• _Data listing_:
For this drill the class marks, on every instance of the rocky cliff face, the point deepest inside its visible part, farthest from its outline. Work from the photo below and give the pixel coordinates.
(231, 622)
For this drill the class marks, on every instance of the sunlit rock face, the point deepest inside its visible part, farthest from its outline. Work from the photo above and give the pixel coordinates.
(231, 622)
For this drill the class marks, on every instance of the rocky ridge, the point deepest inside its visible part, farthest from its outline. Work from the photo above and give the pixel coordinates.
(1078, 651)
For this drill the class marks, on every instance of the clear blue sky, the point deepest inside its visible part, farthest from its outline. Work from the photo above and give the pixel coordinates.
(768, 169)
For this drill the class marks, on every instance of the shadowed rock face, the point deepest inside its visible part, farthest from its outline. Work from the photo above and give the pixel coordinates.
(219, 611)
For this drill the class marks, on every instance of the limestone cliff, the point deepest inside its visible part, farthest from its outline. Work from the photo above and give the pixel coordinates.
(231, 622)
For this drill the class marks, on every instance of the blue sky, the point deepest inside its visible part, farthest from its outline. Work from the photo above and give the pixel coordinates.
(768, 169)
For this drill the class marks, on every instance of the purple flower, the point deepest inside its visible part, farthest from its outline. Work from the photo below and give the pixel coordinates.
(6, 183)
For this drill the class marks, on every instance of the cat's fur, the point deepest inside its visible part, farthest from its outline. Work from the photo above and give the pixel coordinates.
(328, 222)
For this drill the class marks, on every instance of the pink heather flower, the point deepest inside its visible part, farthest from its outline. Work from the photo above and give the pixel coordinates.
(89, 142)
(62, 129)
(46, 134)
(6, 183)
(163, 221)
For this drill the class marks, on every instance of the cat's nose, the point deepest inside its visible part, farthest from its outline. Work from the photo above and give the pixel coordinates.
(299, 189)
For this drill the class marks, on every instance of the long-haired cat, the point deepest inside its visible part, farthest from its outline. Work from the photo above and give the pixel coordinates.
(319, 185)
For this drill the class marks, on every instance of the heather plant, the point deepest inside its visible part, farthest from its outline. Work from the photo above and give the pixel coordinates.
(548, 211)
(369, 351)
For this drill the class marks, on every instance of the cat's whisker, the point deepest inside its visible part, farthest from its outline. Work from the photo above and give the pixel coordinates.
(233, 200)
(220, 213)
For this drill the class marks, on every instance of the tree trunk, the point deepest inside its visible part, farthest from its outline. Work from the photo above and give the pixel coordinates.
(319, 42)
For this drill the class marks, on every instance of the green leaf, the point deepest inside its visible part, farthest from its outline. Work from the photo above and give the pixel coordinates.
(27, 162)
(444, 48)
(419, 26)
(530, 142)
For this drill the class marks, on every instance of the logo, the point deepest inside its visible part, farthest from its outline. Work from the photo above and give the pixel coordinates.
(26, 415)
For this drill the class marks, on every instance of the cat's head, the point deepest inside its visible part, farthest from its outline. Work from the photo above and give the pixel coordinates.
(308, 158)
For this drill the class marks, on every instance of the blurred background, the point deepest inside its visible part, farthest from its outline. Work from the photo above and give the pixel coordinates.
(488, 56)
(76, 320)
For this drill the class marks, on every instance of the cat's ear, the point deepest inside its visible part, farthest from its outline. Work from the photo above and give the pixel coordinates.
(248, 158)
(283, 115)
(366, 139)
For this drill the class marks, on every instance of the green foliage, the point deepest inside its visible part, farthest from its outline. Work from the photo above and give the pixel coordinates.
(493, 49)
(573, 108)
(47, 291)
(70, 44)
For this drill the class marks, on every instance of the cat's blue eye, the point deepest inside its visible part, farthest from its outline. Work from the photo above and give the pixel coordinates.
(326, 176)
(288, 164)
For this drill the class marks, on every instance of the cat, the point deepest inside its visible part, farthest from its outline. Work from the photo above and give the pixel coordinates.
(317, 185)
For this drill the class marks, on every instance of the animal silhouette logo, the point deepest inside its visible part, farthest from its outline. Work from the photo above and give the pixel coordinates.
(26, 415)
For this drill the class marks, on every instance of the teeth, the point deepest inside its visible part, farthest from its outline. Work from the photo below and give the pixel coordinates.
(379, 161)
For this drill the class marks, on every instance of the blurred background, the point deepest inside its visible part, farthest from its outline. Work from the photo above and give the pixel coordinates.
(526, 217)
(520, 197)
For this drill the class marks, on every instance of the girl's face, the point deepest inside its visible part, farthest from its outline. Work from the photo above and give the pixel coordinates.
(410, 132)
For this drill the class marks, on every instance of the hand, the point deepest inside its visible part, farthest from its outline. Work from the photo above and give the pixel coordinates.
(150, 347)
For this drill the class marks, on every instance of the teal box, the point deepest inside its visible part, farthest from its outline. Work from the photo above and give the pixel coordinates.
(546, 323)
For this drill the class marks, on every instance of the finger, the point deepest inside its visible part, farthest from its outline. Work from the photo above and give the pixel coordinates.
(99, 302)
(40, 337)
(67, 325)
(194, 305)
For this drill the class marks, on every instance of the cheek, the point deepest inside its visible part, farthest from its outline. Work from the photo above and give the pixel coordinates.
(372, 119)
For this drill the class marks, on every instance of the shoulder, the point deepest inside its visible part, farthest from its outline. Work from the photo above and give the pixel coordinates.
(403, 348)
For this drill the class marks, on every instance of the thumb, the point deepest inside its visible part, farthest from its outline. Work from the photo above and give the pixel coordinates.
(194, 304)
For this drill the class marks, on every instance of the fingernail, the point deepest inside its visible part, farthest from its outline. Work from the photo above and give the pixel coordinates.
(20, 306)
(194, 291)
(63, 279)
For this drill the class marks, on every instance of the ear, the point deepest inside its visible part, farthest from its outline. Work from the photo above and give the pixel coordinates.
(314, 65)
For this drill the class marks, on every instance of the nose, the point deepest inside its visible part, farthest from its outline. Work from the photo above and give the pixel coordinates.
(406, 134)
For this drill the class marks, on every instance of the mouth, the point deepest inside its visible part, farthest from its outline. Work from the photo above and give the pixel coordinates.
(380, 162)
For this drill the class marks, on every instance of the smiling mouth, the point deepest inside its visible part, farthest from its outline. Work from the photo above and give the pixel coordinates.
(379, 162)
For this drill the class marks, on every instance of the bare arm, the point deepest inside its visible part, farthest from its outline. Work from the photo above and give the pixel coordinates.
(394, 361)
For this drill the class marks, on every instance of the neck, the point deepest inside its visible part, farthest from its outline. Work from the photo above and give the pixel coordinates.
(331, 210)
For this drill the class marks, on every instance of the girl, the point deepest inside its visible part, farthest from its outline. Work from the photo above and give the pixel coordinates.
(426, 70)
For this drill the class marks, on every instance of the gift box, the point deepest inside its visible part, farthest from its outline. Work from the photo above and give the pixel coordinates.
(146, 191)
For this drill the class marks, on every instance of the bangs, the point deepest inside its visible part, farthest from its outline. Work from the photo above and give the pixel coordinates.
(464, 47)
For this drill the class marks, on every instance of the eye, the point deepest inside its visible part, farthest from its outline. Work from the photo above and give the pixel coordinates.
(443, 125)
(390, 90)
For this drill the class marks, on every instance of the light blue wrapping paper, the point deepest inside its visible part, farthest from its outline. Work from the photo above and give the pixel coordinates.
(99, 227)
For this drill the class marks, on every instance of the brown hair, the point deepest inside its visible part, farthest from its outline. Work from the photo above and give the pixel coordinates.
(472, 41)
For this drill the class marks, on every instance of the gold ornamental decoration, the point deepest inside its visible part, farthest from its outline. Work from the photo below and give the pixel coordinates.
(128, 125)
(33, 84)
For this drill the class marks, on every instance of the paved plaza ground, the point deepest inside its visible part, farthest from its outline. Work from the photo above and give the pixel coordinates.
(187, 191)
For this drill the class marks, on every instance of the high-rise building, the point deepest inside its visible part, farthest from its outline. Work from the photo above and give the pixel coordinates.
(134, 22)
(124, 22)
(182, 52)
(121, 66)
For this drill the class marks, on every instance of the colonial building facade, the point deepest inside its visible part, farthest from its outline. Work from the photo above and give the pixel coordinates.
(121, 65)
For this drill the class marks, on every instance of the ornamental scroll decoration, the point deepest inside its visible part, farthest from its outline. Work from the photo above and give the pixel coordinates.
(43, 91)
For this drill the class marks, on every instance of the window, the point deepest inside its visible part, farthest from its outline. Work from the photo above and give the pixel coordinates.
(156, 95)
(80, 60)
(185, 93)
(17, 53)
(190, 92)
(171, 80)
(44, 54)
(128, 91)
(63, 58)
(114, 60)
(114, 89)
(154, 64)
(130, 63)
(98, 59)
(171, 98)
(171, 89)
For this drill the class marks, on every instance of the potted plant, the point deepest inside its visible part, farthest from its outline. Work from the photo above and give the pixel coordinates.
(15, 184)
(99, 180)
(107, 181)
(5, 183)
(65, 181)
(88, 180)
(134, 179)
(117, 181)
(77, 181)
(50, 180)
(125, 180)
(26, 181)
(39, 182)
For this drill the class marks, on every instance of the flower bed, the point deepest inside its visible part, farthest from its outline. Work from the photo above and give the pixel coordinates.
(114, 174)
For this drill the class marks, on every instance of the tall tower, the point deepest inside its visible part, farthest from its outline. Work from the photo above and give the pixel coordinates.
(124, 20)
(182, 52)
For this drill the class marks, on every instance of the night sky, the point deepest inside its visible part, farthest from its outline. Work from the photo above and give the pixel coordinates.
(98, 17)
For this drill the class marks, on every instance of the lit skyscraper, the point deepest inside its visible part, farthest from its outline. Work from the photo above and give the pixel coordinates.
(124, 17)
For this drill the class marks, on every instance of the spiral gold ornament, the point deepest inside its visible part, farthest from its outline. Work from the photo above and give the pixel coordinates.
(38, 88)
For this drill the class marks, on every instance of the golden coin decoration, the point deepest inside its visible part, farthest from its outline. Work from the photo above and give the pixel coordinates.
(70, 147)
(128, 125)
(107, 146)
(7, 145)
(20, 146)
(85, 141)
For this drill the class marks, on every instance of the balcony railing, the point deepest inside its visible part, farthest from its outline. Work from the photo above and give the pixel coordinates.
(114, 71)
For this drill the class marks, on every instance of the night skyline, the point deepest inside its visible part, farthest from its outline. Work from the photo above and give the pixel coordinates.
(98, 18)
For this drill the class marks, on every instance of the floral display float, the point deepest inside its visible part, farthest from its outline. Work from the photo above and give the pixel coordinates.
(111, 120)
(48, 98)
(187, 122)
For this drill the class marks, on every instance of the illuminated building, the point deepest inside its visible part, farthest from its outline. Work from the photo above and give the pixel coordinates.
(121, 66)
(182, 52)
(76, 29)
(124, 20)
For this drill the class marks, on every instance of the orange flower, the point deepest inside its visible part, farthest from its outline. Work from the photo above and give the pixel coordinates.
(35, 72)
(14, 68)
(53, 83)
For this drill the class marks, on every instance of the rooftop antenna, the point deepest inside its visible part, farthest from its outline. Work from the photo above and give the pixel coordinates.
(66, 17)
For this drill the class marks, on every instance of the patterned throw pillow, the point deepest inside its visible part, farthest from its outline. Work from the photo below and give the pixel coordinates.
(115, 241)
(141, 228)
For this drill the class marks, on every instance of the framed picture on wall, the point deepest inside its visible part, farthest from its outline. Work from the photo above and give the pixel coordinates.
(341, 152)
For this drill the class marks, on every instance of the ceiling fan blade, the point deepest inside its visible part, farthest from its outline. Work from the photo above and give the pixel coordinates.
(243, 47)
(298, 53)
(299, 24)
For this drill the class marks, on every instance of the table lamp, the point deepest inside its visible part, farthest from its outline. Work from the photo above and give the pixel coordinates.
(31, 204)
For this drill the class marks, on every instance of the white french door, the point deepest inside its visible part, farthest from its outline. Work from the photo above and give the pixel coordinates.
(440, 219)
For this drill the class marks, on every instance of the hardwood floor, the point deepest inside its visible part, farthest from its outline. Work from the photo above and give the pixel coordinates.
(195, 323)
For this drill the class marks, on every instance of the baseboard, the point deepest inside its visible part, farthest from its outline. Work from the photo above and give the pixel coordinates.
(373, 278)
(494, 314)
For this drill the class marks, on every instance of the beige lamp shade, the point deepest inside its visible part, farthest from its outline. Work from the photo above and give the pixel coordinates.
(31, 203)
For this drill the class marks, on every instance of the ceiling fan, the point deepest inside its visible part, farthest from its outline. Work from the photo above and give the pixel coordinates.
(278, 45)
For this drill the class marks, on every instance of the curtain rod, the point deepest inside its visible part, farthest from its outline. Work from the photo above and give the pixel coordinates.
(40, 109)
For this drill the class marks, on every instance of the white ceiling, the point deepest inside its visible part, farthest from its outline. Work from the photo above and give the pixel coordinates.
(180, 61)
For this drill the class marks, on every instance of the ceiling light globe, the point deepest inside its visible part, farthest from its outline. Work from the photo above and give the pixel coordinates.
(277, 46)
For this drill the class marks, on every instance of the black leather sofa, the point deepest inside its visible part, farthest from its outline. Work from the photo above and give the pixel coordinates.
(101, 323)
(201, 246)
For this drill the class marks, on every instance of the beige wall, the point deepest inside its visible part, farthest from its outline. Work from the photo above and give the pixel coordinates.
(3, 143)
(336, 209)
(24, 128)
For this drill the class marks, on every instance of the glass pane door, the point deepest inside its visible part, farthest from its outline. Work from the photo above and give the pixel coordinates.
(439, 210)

• _Stated problem_: Turn the items above, from the first line through the line containing "(1078, 651)" (both included), into a Markdown table. Use the columns Row and Text, with one row for each line and none for blank lines.

• _Expected output_:
| Row | Text |
|---|---|
| 1 | For this drill the class marks, on every instance of the rocky cliff face, the point deepest inside its visible part, farthest from its outline. Work from the photo below and give the pixel coordinates. |
| 2 | (231, 622) |
| 3 | For this drill the class marks, on every instance of the sunlit rock face, the point deepest inside its visible part, farthest from its outline. Work from the photo above and give the pixel coordinates. |
| 4 | (231, 622) |
| 5 | For this drill the class marks, on every instance of the rocky ridge, the point deepest inside its visible part, farthest from its outline. Work from the photo above and give the pixel coordinates. |
| 6 | (1078, 651) |